▶ Brief
Collect every line of the records that contains the string "phrase". Case counts, so copy only lines where it appears with matching capitalization.

Data items:
— START —
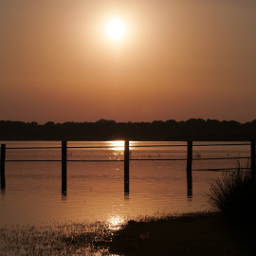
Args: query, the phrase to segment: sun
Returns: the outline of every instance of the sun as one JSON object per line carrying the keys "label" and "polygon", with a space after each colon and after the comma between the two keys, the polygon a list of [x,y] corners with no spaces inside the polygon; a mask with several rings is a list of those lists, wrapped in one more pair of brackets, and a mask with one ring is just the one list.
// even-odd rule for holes
{"label": "sun", "polygon": [[124,23],[119,18],[112,18],[107,23],[106,33],[114,41],[121,40],[125,34]]}

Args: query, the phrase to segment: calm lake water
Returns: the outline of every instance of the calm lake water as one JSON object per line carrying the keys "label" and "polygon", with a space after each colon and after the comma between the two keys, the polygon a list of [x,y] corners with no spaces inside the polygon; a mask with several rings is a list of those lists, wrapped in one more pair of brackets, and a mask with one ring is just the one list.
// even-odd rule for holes
{"label": "calm lake water", "polygon": [[[60,141],[2,141],[7,160],[61,160]],[[236,168],[237,159],[206,157],[249,156],[250,145],[204,146],[193,142],[192,169]],[[226,144],[229,144],[227,142]],[[123,159],[123,141],[67,142],[68,160]],[[236,142],[237,144],[237,142]],[[241,142],[240,144],[244,144]],[[135,146],[153,147],[135,147]],[[160,145],[174,145],[160,147]],[[178,145],[178,146],[177,146]],[[138,215],[161,215],[210,210],[207,192],[222,172],[192,172],[192,196],[187,193],[187,142],[130,142],[130,190],[124,193],[123,161],[67,162],[67,192],[62,194],[61,162],[6,162],[6,189],[0,194],[0,228],[49,222],[105,220],[115,224]],[[246,166],[247,159],[240,160]]]}

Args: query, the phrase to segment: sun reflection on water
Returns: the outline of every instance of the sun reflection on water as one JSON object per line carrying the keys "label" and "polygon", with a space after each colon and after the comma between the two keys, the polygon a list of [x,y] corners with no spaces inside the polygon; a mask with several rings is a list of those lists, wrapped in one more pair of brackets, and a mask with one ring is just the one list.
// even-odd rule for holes
{"label": "sun reflection on water", "polygon": [[106,220],[108,228],[113,231],[120,229],[125,222],[126,219],[120,215],[112,215]]}
{"label": "sun reflection on water", "polygon": [[124,150],[124,141],[123,140],[114,140],[108,141],[108,146],[111,150],[123,151]]}

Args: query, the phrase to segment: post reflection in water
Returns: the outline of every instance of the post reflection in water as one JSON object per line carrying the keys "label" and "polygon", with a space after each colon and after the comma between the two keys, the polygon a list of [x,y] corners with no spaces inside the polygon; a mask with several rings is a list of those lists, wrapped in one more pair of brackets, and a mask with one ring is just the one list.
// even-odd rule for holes
{"label": "post reflection in water", "polygon": [[121,225],[125,223],[125,218],[119,214],[114,214],[107,219],[106,223],[108,223],[110,229],[119,230]]}

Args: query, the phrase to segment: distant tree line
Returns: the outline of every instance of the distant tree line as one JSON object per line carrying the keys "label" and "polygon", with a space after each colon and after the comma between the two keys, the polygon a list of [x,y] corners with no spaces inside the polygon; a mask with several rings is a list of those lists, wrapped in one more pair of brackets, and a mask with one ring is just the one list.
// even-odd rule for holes
{"label": "distant tree line", "polygon": [[251,140],[256,138],[256,119],[251,122],[191,119],[186,121],[153,122],[48,121],[46,124],[0,120],[0,140]]}

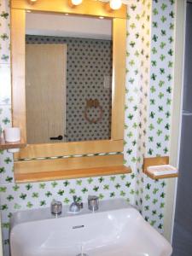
— END —
▶ Exercise output
Args: query, the phrase to segment: sun
Args: query, the phrase to segment: calm lake water
Args: query, the phrase to segment: sun reflection on water
Args: query, the phrase to segment: post reflection in water
Args: query, the phrase to segment: distant tree line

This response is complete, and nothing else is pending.